TASK INSTRUCTIONS
Repeat each entry below exactly.

EXERCISE INPUT
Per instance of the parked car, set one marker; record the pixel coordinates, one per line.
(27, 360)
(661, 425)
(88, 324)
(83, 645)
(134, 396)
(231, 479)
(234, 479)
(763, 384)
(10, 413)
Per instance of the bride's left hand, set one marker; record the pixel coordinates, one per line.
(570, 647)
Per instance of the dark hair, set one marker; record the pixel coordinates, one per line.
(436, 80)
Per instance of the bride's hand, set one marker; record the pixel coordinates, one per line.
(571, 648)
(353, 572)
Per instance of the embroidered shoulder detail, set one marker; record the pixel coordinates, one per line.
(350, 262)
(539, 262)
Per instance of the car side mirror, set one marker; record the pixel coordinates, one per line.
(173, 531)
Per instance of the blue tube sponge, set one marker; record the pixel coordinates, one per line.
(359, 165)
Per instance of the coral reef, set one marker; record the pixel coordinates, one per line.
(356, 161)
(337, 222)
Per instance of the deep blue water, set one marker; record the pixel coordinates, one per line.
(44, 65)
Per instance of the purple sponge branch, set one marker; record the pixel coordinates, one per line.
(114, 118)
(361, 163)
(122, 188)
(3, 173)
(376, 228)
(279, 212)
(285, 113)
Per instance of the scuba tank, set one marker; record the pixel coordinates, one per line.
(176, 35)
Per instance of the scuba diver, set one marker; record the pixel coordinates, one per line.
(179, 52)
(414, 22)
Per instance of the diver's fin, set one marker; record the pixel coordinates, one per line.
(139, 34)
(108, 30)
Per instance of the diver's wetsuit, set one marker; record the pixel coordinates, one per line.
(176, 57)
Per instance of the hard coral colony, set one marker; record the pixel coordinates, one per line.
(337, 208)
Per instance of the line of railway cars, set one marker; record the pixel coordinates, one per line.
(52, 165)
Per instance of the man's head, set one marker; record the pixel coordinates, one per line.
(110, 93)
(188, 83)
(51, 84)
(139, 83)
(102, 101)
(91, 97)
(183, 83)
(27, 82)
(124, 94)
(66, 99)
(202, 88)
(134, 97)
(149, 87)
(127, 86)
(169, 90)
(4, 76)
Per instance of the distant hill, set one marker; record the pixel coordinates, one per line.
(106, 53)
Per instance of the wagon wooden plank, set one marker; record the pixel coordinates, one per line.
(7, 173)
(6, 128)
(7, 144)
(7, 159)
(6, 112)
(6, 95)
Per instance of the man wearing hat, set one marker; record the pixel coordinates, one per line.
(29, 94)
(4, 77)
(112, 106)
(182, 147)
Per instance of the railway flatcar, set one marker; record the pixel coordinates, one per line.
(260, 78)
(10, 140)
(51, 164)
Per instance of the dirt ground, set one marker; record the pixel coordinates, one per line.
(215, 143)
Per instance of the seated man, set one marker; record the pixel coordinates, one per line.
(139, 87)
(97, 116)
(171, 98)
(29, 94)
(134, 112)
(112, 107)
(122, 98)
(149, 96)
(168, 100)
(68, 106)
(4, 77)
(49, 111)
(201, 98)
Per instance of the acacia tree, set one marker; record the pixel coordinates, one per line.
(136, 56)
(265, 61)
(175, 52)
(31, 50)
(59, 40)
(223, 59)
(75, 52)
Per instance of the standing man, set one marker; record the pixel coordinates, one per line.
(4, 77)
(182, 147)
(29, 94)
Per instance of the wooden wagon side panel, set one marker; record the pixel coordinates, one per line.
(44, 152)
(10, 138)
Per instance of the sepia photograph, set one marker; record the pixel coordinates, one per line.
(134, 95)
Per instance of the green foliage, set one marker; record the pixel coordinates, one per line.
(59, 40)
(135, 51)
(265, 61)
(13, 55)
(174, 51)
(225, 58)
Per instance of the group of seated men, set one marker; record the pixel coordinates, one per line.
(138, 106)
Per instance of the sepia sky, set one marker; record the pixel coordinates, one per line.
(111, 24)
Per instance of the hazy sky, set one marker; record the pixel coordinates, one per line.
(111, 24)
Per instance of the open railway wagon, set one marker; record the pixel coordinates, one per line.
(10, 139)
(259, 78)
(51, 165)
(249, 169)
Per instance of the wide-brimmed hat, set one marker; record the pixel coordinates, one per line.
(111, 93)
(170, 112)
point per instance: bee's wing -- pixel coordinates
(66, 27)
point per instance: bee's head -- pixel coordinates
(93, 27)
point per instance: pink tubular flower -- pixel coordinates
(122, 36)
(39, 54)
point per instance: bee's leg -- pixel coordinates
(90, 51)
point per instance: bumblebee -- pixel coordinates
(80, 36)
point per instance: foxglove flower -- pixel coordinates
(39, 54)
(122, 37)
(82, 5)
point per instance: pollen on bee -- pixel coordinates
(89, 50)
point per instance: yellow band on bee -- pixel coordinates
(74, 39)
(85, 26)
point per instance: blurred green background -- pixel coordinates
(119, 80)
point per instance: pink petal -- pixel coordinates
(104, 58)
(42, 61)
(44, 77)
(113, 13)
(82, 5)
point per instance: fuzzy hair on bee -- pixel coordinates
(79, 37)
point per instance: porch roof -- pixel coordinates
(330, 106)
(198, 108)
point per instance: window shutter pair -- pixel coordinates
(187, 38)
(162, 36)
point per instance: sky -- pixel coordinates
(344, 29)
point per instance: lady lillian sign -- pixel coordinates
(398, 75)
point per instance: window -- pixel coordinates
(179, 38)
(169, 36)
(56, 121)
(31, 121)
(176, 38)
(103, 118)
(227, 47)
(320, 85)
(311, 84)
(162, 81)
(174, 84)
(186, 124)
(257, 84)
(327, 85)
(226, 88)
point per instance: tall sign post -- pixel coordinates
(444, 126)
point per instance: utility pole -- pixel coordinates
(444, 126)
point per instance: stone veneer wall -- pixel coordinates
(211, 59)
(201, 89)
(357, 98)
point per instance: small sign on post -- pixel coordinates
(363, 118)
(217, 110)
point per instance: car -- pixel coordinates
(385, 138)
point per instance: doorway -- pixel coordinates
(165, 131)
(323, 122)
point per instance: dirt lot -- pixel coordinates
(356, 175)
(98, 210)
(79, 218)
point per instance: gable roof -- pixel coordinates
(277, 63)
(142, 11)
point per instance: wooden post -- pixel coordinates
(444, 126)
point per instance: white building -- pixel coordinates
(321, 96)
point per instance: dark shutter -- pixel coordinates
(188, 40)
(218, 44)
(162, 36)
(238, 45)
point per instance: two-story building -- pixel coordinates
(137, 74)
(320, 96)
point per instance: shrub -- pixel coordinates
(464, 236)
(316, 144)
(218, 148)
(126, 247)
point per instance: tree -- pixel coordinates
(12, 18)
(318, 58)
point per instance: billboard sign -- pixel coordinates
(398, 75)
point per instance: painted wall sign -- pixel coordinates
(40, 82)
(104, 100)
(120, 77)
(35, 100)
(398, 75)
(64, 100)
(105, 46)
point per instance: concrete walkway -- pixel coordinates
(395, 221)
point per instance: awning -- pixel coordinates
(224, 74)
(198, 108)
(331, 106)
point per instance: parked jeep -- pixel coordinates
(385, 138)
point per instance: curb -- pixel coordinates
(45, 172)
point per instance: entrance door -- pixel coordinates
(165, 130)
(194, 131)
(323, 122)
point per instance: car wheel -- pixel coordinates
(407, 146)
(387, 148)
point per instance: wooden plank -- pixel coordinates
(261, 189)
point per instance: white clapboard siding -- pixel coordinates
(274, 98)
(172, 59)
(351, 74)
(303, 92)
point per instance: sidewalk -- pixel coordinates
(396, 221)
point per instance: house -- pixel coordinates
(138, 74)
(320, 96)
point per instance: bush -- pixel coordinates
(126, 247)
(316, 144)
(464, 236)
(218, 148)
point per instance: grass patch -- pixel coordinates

EXERCISE ANSWER
Per instance of the parked car, set one marker; record the pixel coordinates, one per line.
(27, 360)
(661, 425)
(88, 324)
(83, 645)
(134, 396)
(231, 479)
(234, 479)
(763, 384)
(10, 413)
Per instance of the bride's left hand, set one marker; record the pixel coordinates, one per line.
(570, 647)
Per instance of the dark hair, set one marker; record the pixel coordinates, one per line.
(436, 80)
Per instance of the bride's hand, set one marker; record the pixel coordinates, one per line.
(571, 648)
(353, 572)
Per instance of the embroidered shoulder detail, set one marker; record the pixel coordinates, one per line.
(350, 262)
(539, 262)
Per instance of the car side mirror, set one marker; record the pixel coordinates, one per line.
(173, 531)
Per instance of the blue tube sponge, set one marker; record the pixel coordinates, one per line.
(359, 165)
Per instance of the coral reef, set one marker; record the pixel coordinates, one per line.
(356, 161)
(337, 222)
Per instance of the deep blue water, set one marker; record the pixel coordinates, one per line.
(44, 65)
Per instance of the purple sponge branch, set one marker; record the pixel coordinates, one per line.
(114, 118)
(361, 163)
(122, 188)
(3, 173)
(376, 228)
(279, 212)
(285, 113)
Per instance of the scuba tank, set one marker; record the pixel coordinates, one per line.
(176, 35)
Per instance of the scuba diver, set one marker; record the pixel coordinates, one per line.
(179, 52)
(414, 22)
Per instance of the diver's fin, set one marker; record the pixel coordinates, one per line.
(139, 34)
(108, 30)
Per instance of the diver's wetsuit, set one marker; record the pixel coordinates, one per line.
(176, 57)
Per instance of the hard coral colony, set one marker; record the pixel coordinates, one per line.
(337, 208)
Per instance of the line of railway cars, set one marker; record the pixel coordinates, one per line.
(52, 165)
Per instance of the man's head, set one marker; record the pixel coordinates, one per line.
(110, 93)
(188, 83)
(51, 84)
(139, 83)
(102, 101)
(91, 97)
(183, 83)
(27, 82)
(124, 94)
(66, 99)
(202, 88)
(134, 97)
(149, 87)
(127, 86)
(169, 90)
(4, 76)
Per instance of the distant hill, set one marker; record the pixel coordinates, one per line.
(106, 53)
Per instance of the wagon wooden plank, set one marker; record the pixel coordinates, one per line.
(7, 173)
(6, 128)
(7, 144)
(7, 159)
(6, 112)
(6, 95)
Per instance of the man wearing hat, set one marker; record the pixel coordinates, one per line.
(29, 94)
(4, 77)
(112, 106)
(182, 147)
Per instance of the railway flatcar, set one marker; record the pixel coordinates, one per line.
(260, 78)
(10, 140)
(51, 164)
Per instance of the dirt ground, set one marker; record the pixel coordinates, one per line.
(215, 143)
Per instance of the seated man, set one marker; record the pixel coordinates, one per line.
(139, 87)
(97, 116)
(171, 98)
(29, 94)
(134, 112)
(112, 107)
(122, 98)
(149, 96)
(168, 100)
(68, 106)
(4, 77)
(49, 111)
(201, 98)
Per instance of the acacia tree, set one marker; record the pixel coordinates, one per line.
(136, 56)
(265, 61)
(175, 52)
(31, 50)
(59, 40)
(223, 59)
(75, 52)
Per instance of the standing man, set one marker; record the pixel coordinates, one per line.
(4, 77)
(182, 147)
(29, 94)
Per instance of the wooden wagon side panel, set one marker; record the pixel coordinates, one per line.
(44, 152)
(10, 138)
Per instance of the sepia photograph, set one marker; record the pixel coordinates, one per line.
(134, 95)
Per instance of the green foliage, set one marker; record the pixel coordinates, one per line.
(59, 40)
(135, 51)
(265, 61)
(13, 55)
(174, 51)
(225, 58)
Per instance of the group of seated men, set one marker; record the pixel coordinates, one per line.
(138, 106)
Per instance of the sepia sky, set one marker; record the pixel coordinates, one per line.
(111, 24)
Per instance of the hazy sky, set one marker; record the pixel coordinates, one per line.
(111, 24)
Per instance of the open railway wagon, set one marker; record the pixel coordinates, one per line.
(10, 139)
(259, 78)
(51, 165)
(249, 169)
Per instance of the wide-brimmed hat, set one marker; record the pixel coordinates, one per line.
(111, 93)
(170, 112)
point per instance: bee's wing -- pixel coordinates
(66, 27)
point per instance: bee's head -- pixel coordinates
(93, 27)
point per instance: pink tubular flower -- pixel coordinates
(122, 36)
(39, 54)
point per instance: bee's leg -- pixel coordinates
(90, 51)
point per instance: bumblebee -- pixel coordinates
(80, 36)
point per instance: foxglove flower -- pixel coordinates
(39, 54)
(122, 37)
(82, 5)
point per instance: pollen on bee -- pixel coordinates
(89, 50)
point per instance: yellow band on bee -- pixel coordinates
(74, 39)
(85, 26)
point per instance: blurred green background -- pixel coordinates
(119, 80)
point per instance: pink petal -- pixel coordinates
(104, 58)
(42, 61)
(44, 77)
(113, 13)
(82, 5)
point per instance: fuzzy hair on bee -- pixel coordinates
(79, 37)
point per instance: porch roof -- pixel coordinates
(330, 106)
(198, 108)
point per instance: window shutter pair -- pixel coordinates
(187, 38)
(162, 36)
point per instance: sky -- pixel coordinates
(344, 29)
point per instance: lady lillian sign -- pixel coordinates
(398, 75)
point per instance: window -- pixel coordinates
(179, 38)
(169, 36)
(56, 121)
(31, 121)
(176, 38)
(103, 118)
(227, 47)
(320, 85)
(311, 84)
(162, 81)
(174, 84)
(186, 124)
(257, 84)
(327, 85)
(226, 88)
point per instance: tall sign post -- pixel coordinates
(444, 126)
point per instance: utility pole -- pixel coordinates
(444, 126)
point per instance: stone veneer wall -- pixel coordinates
(211, 59)
(201, 89)
(357, 98)
point per instance: small sign on post -- pixel coordinates
(363, 118)
(217, 110)
point per instance: car -- pixel coordinates
(385, 138)
point per instance: doorway -- pixel coordinates
(165, 131)
(323, 122)
point per instance: dirt lot -- pixel coordinates
(356, 175)
(98, 210)
(79, 218)
point per instance: gable roof -- pixel coordinates
(277, 63)
(142, 11)
point per instance: wooden post -- pixel coordinates
(444, 126)
point per instance: white building -- pixel coordinates
(321, 96)
point per instance: dark shutter -- pixel coordinates
(188, 40)
(218, 44)
(162, 36)
(238, 45)
point per instance: two-story building -- pixel coordinates
(137, 74)
(320, 96)
point per instance: shrub -- pixel coordinates
(464, 236)
(316, 144)
(218, 148)
(126, 247)
point per instance: tree -- pixel coordinates
(12, 18)
(318, 58)
point per instance: billboard sign -- pixel coordinates
(398, 75)
point per instance: painted wall sign -- pixel coordinates
(40, 82)
(104, 100)
(120, 77)
(35, 100)
(398, 75)
(64, 100)
(105, 46)
point per instance: concrete walkway -- pixel coordinates
(395, 221)
point per instance: awning -- pixel coordinates
(224, 74)
(198, 108)
(331, 106)
point per instance: parked jeep -- pixel coordinates
(385, 138)
point per instance: curb -- pixel coordinates
(45, 172)
point per instance: entrance door -- pixel coordinates
(165, 130)
(194, 131)
(323, 122)
point per instance: car wheel -- pixel coordinates
(407, 146)
(387, 148)
point per instance: wooden plank -- pixel coordinates
(261, 189)
point per instance: white clapboard siding -- pixel coordinates
(274, 98)
(172, 59)
(351, 74)
(303, 92)
point per instance: sidewalk -- pixel coordinates
(396, 221)
point per instance: house -- pixel coordinates
(138, 74)
(320, 96)
point per instance: bush -- pixel coordinates
(126, 247)
(316, 144)
(464, 236)
(218, 148)
point per instance: grass patch -- pixel coordinates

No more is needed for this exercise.